#### [STATED GOAL 1]
According to the excerpt on wicked problems and California water planning, which big California cultural norm has changed through about two years' worth of work?
--- Start SELECTED EXTRACT ---
No mitigation strategy for a wicked problem has a definitive scientific test.  “Humans invented wicked problems.  Our science is designed to address natural phenomena.”

Offering a solution to a wicked problem frequently is a one shot design effort.  “When we come in with a major intervention, this whole concept of intervention is an important one.  Any time that we’re working in a system and we in any way touch it, we are intervening in the system, so it is a one-shot design effort.  We are fundamentally changing the system the moment we touch it.  That’s true even for me as a collaborative person, as a person working in the facilitation space, the minute I start a conversation it’s actually changed what’s going to happen.  So we have to understand walking into the process.  Here are significant intervention changes the system.

Every wicked problem is unique, and the people who are doing this need to be responsible.  “There are two parts to that.  The first one is that there needs to be enough space to appropriately manage it, but also, we need to have accountability in the process.”

Not all hard to solve problems are wicked ones; they are just the ones with an indeterminate scope and scale,” said Ms. Buetler.  “So what do you think? Does California water planning hit the wicked problem space?  Sure.”

How does the theory of wicked problems apply to thinking about solving water problems?

California is taking this on through the California Water Plan.  “One of the ways that we’re taking this on is that we can have significant impact on both infrastructure and governance; if we go back to the definition of the wicked problem, we can understand that a lot of this has to do with the way we’re building out and working with our system, but also in the way that we make decisions about it, because a lot of these conflicts are coming from competing interests.”

Lisa Buetler Water WiredThe state can also play a central role in mitigating the problems.  “For example, we can establish new cultural norms.  In California, one of our big cultural norms is green lawns.  And through about two years worth of work, that’s really changed.  We’re really beginning to notice though it’s not true everywhere, but in huge parts of California now, we have neighbors going out and giving people the stink eye if they have a green lawn, so we have some big fundamental shifts in that.”

We need to communicate that mitigation is not an easy, quick, or solitary exercise.  “It’s really important for us to shift to a mitigation framework rather than a solution framework,” she said.  “One of the ways we’ve always sold our water bonds is ‘give me this money, I’ll go fix it, and then all will be well.’ Now we know we’ve got to change that, we’ve got to communicate that this is a mitigation process, it’s one that’s going to take time, and one and done will not work anymore.”
--- End SELECTED EXTRACT ---
--- Start RECORDS FOR THIS EXERCISE ---
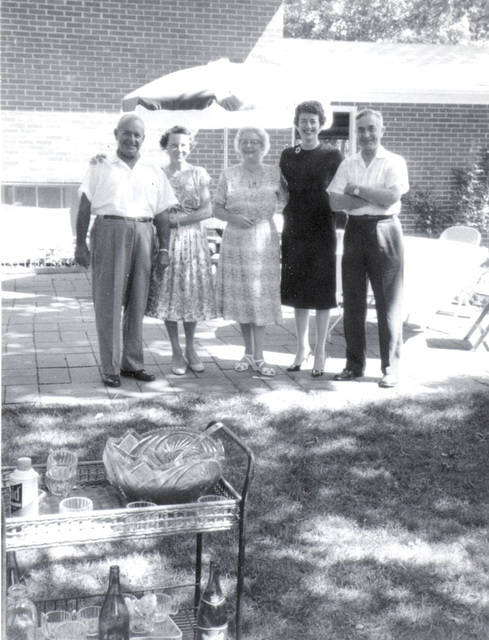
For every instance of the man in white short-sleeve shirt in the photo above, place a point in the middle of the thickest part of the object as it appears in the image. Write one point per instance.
(368, 187)
(130, 198)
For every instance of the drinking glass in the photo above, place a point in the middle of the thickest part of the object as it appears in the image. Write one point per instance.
(73, 630)
(51, 620)
(89, 617)
(141, 612)
(139, 520)
(61, 469)
(75, 505)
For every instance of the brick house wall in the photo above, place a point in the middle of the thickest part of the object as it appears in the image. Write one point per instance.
(66, 64)
(85, 55)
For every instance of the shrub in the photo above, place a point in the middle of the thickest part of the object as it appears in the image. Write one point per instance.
(430, 218)
(471, 188)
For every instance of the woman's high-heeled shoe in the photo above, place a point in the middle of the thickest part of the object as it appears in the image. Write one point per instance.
(297, 367)
(317, 373)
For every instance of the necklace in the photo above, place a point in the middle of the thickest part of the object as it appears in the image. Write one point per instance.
(253, 179)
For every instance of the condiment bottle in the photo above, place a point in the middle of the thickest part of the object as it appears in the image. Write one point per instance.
(24, 489)
(212, 621)
(21, 614)
(114, 616)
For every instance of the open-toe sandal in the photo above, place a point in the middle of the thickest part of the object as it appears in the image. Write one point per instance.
(244, 364)
(262, 367)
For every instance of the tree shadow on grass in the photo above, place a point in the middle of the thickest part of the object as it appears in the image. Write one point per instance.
(367, 523)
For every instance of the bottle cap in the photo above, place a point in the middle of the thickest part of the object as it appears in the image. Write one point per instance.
(24, 464)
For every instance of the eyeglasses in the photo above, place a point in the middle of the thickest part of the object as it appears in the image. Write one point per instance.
(253, 143)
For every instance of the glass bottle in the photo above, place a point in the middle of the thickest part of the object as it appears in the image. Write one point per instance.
(21, 614)
(114, 615)
(24, 489)
(212, 621)
(13, 573)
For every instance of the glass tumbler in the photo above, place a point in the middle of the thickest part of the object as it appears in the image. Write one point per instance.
(51, 620)
(61, 467)
(75, 505)
(73, 630)
(89, 617)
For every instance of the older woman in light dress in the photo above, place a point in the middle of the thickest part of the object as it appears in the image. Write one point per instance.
(248, 272)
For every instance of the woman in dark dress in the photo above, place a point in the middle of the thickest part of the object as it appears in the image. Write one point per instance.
(309, 233)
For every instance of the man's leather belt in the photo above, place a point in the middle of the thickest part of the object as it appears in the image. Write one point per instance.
(127, 218)
(369, 217)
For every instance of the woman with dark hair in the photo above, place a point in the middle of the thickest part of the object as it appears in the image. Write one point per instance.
(248, 272)
(185, 293)
(309, 233)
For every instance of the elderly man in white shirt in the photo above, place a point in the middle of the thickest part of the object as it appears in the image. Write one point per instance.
(368, 187)
(130, 198)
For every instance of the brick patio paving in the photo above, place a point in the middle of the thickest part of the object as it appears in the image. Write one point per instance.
(50, 352)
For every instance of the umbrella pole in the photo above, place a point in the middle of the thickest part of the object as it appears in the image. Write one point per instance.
(226, 139)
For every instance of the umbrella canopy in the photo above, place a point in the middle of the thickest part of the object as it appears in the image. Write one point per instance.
(224, 95)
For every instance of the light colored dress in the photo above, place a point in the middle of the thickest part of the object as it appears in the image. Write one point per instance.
(248, 272)
(186, 292)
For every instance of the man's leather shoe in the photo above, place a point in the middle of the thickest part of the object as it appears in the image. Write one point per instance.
(141, 375)
(112, 381)
(347, 374)
(388, 381)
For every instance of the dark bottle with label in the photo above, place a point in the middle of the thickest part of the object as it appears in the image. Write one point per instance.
(212, 620)
(12, 569)
(114, 616)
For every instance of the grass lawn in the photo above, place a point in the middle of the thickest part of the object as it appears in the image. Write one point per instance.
(365, 523)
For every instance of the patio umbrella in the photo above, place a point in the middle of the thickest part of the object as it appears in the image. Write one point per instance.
(224, 95)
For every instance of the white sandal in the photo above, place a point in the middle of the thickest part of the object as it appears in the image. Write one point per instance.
(264, 368)
(244, 364)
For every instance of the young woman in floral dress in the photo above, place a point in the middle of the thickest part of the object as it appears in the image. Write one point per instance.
(185, 293)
--- End RECORDS FOR THIS EXERCISE ---
#### [STATED GOAL 2]
Rewrite everything from the line containing "For every instance of the white" down to the end of the records, replacing "floral dress" with "printed dress" and leaving all else unchanged.

#### [COMPLETE ANSWER 1]
Green lawns.

#### [COMPLETE ANSWER 2]
For every instance of the white sandal in the photo above, place a point in the middle of the thickest part of the object as it appears in the image. Write one point per instance.
(264, 368)
(244, 364)
For every instance of the young woman in printed dress in the photo above, place a point in the middle of the thickest part of the object as it appears in the image. Write one point per instance.
(185, 293)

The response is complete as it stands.